Segment Start: MATERIAL FOR THIS EXERCISE

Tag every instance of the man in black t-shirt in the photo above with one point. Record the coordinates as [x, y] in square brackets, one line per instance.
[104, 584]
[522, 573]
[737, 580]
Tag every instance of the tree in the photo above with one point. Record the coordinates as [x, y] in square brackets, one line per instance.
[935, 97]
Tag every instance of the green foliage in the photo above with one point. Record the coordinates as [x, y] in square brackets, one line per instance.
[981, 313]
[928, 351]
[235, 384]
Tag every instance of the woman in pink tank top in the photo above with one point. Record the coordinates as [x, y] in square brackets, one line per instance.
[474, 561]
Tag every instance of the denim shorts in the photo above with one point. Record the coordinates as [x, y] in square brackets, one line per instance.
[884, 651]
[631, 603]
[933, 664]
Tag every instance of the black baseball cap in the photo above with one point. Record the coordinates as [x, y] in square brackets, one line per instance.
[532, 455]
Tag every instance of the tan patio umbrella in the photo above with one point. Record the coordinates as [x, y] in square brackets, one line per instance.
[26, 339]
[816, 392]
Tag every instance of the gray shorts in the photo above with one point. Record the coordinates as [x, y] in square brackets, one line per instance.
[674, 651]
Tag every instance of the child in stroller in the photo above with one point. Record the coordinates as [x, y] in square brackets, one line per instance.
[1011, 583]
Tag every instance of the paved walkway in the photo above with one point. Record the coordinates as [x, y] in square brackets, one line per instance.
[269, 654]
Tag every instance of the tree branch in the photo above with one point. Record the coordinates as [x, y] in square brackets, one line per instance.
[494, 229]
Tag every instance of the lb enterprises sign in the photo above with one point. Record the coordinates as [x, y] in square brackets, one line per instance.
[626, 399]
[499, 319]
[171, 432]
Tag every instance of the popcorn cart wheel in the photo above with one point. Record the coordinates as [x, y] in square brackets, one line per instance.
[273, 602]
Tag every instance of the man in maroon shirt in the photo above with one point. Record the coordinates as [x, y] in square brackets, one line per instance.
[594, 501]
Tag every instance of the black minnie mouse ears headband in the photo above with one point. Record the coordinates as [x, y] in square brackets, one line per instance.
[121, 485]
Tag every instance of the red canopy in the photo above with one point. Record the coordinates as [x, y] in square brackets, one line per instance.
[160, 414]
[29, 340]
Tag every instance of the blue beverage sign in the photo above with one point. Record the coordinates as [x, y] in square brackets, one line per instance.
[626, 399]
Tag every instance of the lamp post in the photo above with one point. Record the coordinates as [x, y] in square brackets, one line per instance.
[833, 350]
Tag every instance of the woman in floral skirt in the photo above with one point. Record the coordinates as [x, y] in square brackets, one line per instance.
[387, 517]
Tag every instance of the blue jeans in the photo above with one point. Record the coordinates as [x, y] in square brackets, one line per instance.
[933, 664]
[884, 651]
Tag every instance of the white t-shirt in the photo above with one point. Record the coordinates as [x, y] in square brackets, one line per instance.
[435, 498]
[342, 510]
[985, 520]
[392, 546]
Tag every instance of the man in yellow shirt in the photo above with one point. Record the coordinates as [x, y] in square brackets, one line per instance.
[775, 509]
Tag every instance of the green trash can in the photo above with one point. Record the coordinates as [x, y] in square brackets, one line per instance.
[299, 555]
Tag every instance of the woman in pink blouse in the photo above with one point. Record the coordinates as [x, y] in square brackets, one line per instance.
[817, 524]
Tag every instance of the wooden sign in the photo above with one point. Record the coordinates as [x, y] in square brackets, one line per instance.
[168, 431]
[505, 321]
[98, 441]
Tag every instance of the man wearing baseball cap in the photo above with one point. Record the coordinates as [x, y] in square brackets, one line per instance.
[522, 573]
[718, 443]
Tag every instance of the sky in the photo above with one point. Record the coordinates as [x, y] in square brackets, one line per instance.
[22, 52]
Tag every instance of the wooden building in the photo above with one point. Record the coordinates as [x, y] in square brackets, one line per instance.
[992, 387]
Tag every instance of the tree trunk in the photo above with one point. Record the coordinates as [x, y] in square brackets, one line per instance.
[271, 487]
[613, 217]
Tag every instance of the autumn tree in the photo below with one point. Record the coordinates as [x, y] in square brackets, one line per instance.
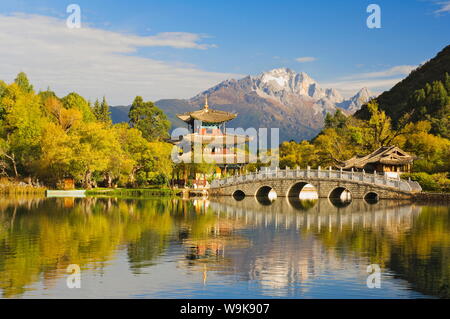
[149, 119]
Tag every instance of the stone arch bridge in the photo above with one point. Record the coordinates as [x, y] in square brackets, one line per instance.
[328, 184]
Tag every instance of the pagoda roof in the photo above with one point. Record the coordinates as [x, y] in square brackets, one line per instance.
[388, 155]
[223, 139]
[207, 115]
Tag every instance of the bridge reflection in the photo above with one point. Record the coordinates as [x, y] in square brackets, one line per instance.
[295, 213]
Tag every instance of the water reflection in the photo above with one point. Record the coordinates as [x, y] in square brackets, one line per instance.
[285, 248]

Segment End: MATERIAL FOR THIS EXERCISE

◆ **EXERCISE GOAL**
Output the entries above exactly, without their pictures.

◆ **YOUR RESPONSE**
Tag every instance of the man in black t-shirt in the photo above with one point. Record the coordinates as [x, y] in square brackets, one line per instance.
[104, 584]
[522, 573]
[737, 580]
Tag every instance of the tree in the photo above with one point. Record the coordinates as [x, y] in square brackets, one line per instance.
[935, 97]
Tag every instance of the green foliage in the photo above with one point. Record the coordinates as [x, y] in square brackets, one line per instance.
[981, 313]
[928, 351]
[235, 384]
Tag every instance of the woman in pink tank top in the photo above with one point. Record the coordinates as [x, y] in square brackets, one line per instance.
[474, 561]
Tag every instance of the denim shorts in the photo above with one point. Record the coordinates as [x, y] in square brackets, one line per instance.
[884, 651]
[631, 603]
[933, 664]
Tag every instance of the black baseball cap in the photo above with one point. Record the coordinates as [x, y] in square brackets, one line per instance.
[532, 455]
Tag every instance of the tan patio umbrella in the photo above with one point. Record the coordinates as [x, y] in square brackets, one line per instance.
[26, 339]
[816, 392]
Tag every instance of the gray shorts in the photo above with one point. Record the coordinates as [x, y] in square brackets, one line per instance.
[674, 651]
Tag every instance of the child in stroller in the photo above with one point. Record the coordinates as [x, y] in square brackets, one line per instance.
[1011, 583]
Tag every instance of the paved walkway in the photo above with one point. Record the coordinates as [x, y] in square brackets, one line per instance.
[269, 654]
Tag every instance of the tree branch in the photo above with one point. Record the coordinates as [x, y] in square brackets, one line per instance.
[494, 229]
Tag every instance of the lb enterprises sign in the photo above with one point. Record the coordinates as [x, y] in square brackets, one line per instance.
[626, 399]
[499, 319]
[171, 432]
Tag every instance of the popcorn cart wheel in the photo above with one point. Record the coordinates as [x, y] in square brackets, one line per instance.
[273, 602]
Tag every instance of the man in maroon shirt in the photo above with one point. Record the coordinates as [x, y] in square brackets, one line per instance.
[594, 501]
Tag every instance of the black minnie mouse ears headband in the photo above with one point. Record the coordinates as [x, y] in square brackets, one line per instance.
[121, 485]
Tag every instance of the red canopy in the photo above with one point. Record the coordinates as [x, y] in square brackets, one line per instance.
[160, 414]
[29, 340]
Tag every instance of the blue beverage sign in the photo above with one point. Record the coordinates as [x, y] in square brackets, one line per instance.
[626, 399]
Tag every instance of the lamp post in the photo above with one point. Record the coordinates as [x, y] in square brackets, one line per instance.
[833, 350]
Tag every instance of the woman in floral skirt in the photo above with one point. Record the coordinates as [x, y] in square brackets, one line per instance.
[387, 517]
Tag every instance of the blue jeans in the photo above with one point. Record the coordinates as [x, y] in square brackets, one line per instance.
[933, 664]
[884, 651]
Tag every instance of the white t-shirt in the photo above with one point. Record the coordinates as [x, y] in square brackets, one line per instance.
[435, 498]
[342, 510]
[985, 520]
[392, 546]
Tag every instance of the man in yellow shirt in the photo above with one point. Record the coordinates as [x, y] in square brackets, one line per instance.
[775, 509]
Tag every instance of the green trash can in the photo above with one point. Record the coordinates as [x, y] in square brackets, one line per instance.
[299, 555]
Tag every instance of the woman in pink blouse in the photo above with one point. Record the coordinates as [x, y] in square brackets, one line per instance.
[817, 524]
Tag every instance of the wooden sign in the photo above with one point. Record the coordinates as [x, y] in square brackets, one line per instance.
[168, 431]
[505, 321]
[98, 441]
Tag every instance of the man wearing baseball cap in the photo above with one point. Record the coordinates as [x, y] in square brackets, one line per instance.
[522, 573]
[718, 443]
Tag every instance of the sky in the photo above with one point. Record the coordinates as [x, y] in square brackets, one line per instance.
[22, 52]
Tag every instance of the wooden building in the photo above with one point. Record the coordinates as [x, y] in square brackets, one line per instance.
[992, 387]
Tag every instance of the tree trunk in the photo above with one point. Record the coordinates as [x, y] in square brackets, one line per instance.
[271, 487]
[613, 217]
Tag every instance of the autumn tree in the photo below with one point. Record the coordinates as [x, y] in square brackets, one line per instance.
[149, 119]
Tag every instance of the stone arch bridge in the photo above with one point. Record the coordinates as [x, y] in square brackets, one line per instance.
[328, 184]
Tag every instance of the pagoda roof in the photo above with one point. Record the coordinates as [x, y] in square brackets, one line per instance.
[388, 155]
[223, 139]
[207, 115]
Tag every instance of the bridge reflection in the photo above with one point. Record the coordinates as [x, y] in square brackets, one line per instance.
[295, 213]
Tag every instance of the water reflection in the photo above with one point. Record the coordinates as [x, y] in square brackets, one line per instance.
[285, 248]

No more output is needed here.